Detection annotation records
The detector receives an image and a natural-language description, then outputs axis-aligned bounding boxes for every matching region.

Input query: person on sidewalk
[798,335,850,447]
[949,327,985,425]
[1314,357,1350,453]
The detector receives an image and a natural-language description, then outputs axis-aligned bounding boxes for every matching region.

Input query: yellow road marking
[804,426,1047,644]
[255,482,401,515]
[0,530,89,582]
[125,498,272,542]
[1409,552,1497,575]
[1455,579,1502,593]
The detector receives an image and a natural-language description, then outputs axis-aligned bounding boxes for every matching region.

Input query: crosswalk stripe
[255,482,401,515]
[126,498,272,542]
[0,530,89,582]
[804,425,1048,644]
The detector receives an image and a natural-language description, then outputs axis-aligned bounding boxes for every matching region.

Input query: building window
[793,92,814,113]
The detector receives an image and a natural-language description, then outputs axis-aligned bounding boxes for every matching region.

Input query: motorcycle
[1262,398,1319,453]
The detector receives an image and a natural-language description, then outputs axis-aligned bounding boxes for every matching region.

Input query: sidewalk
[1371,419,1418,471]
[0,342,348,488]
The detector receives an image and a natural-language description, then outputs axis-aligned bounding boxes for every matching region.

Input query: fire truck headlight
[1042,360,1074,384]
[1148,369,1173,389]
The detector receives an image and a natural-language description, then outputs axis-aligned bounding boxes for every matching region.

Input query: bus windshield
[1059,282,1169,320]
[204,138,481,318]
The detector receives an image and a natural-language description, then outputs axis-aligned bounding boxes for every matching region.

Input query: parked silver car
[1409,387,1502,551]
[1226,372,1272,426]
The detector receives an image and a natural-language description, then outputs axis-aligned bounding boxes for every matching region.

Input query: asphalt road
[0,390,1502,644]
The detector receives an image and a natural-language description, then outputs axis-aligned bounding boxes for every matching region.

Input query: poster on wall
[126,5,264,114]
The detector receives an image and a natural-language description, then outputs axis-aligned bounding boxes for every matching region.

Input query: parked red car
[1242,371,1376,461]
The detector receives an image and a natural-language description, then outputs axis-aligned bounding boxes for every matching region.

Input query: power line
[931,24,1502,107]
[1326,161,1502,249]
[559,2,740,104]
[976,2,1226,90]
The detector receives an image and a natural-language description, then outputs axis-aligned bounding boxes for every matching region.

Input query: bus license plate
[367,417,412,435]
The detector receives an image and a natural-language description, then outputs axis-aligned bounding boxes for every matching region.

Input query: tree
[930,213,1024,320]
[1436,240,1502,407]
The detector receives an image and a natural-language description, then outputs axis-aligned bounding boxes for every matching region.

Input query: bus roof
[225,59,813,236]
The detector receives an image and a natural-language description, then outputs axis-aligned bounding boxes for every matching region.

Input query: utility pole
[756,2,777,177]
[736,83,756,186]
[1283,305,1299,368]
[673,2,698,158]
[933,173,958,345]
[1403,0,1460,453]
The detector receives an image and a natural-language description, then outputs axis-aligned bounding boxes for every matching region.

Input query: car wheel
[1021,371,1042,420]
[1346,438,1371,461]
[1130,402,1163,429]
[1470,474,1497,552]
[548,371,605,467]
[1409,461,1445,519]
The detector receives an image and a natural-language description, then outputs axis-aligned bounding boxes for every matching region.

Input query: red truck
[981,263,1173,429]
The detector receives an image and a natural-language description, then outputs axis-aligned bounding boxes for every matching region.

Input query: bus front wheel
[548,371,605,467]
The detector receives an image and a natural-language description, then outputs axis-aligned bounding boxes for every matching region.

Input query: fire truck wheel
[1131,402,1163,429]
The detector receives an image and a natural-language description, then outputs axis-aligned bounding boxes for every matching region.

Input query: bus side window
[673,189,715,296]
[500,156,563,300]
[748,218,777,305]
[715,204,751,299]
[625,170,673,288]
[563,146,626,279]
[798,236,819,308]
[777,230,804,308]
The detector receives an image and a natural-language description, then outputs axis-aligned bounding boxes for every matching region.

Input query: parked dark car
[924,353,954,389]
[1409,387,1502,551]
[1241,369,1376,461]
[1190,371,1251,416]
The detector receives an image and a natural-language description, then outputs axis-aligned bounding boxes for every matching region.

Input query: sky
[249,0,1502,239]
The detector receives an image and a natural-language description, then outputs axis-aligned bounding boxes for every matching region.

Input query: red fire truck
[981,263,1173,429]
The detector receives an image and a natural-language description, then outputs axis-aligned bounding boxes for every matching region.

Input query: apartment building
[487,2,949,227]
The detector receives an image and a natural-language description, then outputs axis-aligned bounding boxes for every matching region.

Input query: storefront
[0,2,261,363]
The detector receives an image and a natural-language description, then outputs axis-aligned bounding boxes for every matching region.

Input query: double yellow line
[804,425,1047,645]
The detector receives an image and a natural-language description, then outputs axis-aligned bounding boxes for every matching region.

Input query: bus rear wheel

PROMPT: Can you turn every line of the listing above into a numbered list, leaving out the blank lines?

OUTPUT FOR THIS TASK:
1. The detector receives an image and a natural-language description, then outputs axis-aligned bounding boxes for every matching region.
2. Input query: person on sidewalk
3. [798,335,850,447]
4. [949,327,985,425]
5. [1314,357,1350,453]
6. The detector receives an image and a natural-language description, then outputs axis-aligned bounding boxes for every matching region.
7. Input query: yellow road marking
8. [804,426,1047,644]
9. [255,482,401,515]
10. [0,530,89,582]
11. [125,498,272,542]
12. [1409,552,1497,575]
13. [1455,579,1502,593]
14. The detector receives an image and a natural-language description, then outputs axis-aligned bounding boxes for every matching region.
15. Input query: crosswalk stripe
16. [255,482,401,515]
17. [126,498,272,542]
18. [0,530,89,582]
19. [804,425,1048,644]
20. The detector receives an image and a natural-language description, then outputs axis-aligned bounding boxes for every matching region.
21. Input query: building window
22. [793,92,814,113]
23. The detector receives an image and a natural-language description, then outputs axis-aligned bounding boxes for every matching region.
24. Input query: motorcycle
25. [1262,398,1319,453]
26. The detector receives an image and a natural-language description, then outputs axis-aligned bounding boxes for every matching region.
27. Input query: sidewalk
28. [1371,419,1418,471]
29. [0,342,348,488]
30. The detector receives an image and a natural-language description, then outputs axis-aligned bounding boxes for every matching region.
31. Input query: fire truck headlight
32. [1042,360,1074,384]
33. [1148,369,1173,389]
34. The detector receives an image and a natural-language description, then outputs axis-aligned bounding boxes for every matching region.
35. Input query: bus windshield
36. [1059,282,1169,320]
37. [204,138,481,318]
38. The detector receives an image and a natural-language description, then outputs axis-aligned bounding boxes for every matching region.
39. Input query: parked silver car
40. [1409,387,1502,551]
41. [1226,372,1272,426]
42. The detector receives an image and a natural-language description, then outputs axis-aligned bounding boxes for every matching region.
43. Input query: asphalt road
44. [0,390,1502,644]
45. The detector receives an image and a natural-language description, then outputs axis-aligned bounding boxes for every matching region.
46. Input query: poster on wall
47. [126,5,264,114]
48. The detector receives an image and a natural-language description, then outputs axis-aligned bounding boxes for every matching region.
49. Input query: parked red car
50. [1242,371,1376,461]
51. The detector receives an image and a natural-language description, then outputs axis-aligned bounding boxes for every matching region.
52. Input query: power line
53. [931,24,1502,107]
54. [1326,161,1502,249]
55. [559,2,740,104]
56. [976,2,1226,90]
57. The detector receives an image and a natural-language description, then outputs axis-aligned bounding boxes for every matching region.
58. Input query: bus license plate
59. [367,417,412,435]
60. The detector receives an image and a natural-language description, then outputs axis-aligned bounding boxes for every matching region.
61. Input query: tree
62. [930,213,1024,320]
63. [1436,240,1502,407]
64. The detector receives an image and a natural-language description, then outputs axis-aligned bounding boxes for every matching region.
65. Input query: bus roof
66. [225,59,813,236]
67. The detector receives an image and a natural-language description, then outputs axis-aligned bounding boxes for every matching region.
68. Input query: utility pole
69. [756,2,777,177]
70. [736,83,756,186]
71. [1283,305,1299,368]
72. [673,2,698,158]
73. [933,173,958,345]
74. [1403,0,1460,453]
75. The detector receives an image and a natural-language description, then outputs axis-aligned bounding boxes for every matching region.
76. Input query: car wheel
77. [1021,371,1042,420]
78. [1346,438,1371,461]
79. [1130,402,1163,429]
80. [1470,474,1497,552]
81. [548,371,605,467]
82. [1409,461,1445,519]
83. The detector receives an image and a natural-language description, then outputs axis-aligned bounding boxes for every matching region.
84. Input query: red truck
85. [981,263,1173,429]
86. The detector receives an image and a natural-language description, then outputs axis-aligned bounding boxes for every matching region.
87. Input query: bus front wheel
88. [548,371,605,467]
89. The detector receives an image and a natural-language description, then outputs axis-aligned bounding boxes for every matching region.
90. Input query: fire truck wheel
91. [1131,402,1163,429]
92. The detector receives an image and a natural-language description, then outputs axis-aligned bounding boxes for every matching region.
93. Input query: bus side window
94. [673,189,715,296]
95. [500,156,563,300]
96. [748,218,777,305]
97. [715,204,751,299]
98. [625,170,673,288]
99. [563,146,626,279]
100. [798,236,819,308]
101. [777,230,804,308]
102. The detector receives an image and a natural-language description, then outputs axis-aligned bounding boxes for every matching region.
103. Input query: parked dark car
104. [924,353,954,389]
105. [1409,387,1502,551]
106. [1241,369,1376,461]
107. [1190,371,1251,416]
108. The detector receives an image and a natural-language description, then outputs axis-aligned bounding boxes for every matching region.
109. Input query: sky
110. [249,0,1502,239]
111. The detector receives an image and a natural-language description, then outputs axis-aligned bounding boxes for every matching region.
112. Input query: red fire truck
113. [981,263,1173,429]
114. The detector receives an image and a natural-language description, then outputs axis-aligned bounding boxes for every matching region.
115. Input query: apartment building
116. [487,2,949,227]
117. The detector receives an image and a natural-language description, then outputs axis-aligned bounding boxes for every matching region.
118. Input query: storefront
119. [0,2,261,363]
120. The detector receives an image and a natural-language description, then outputs axis-aligned bounding boxes for every matching region.
121. Input query: double yellow line
122. [804,425,1047,645]
123. The detector receives an image and a natural-language description, then outputs axis-aligned bounding boxes for every matching region.
124. Input query: bus rear wheel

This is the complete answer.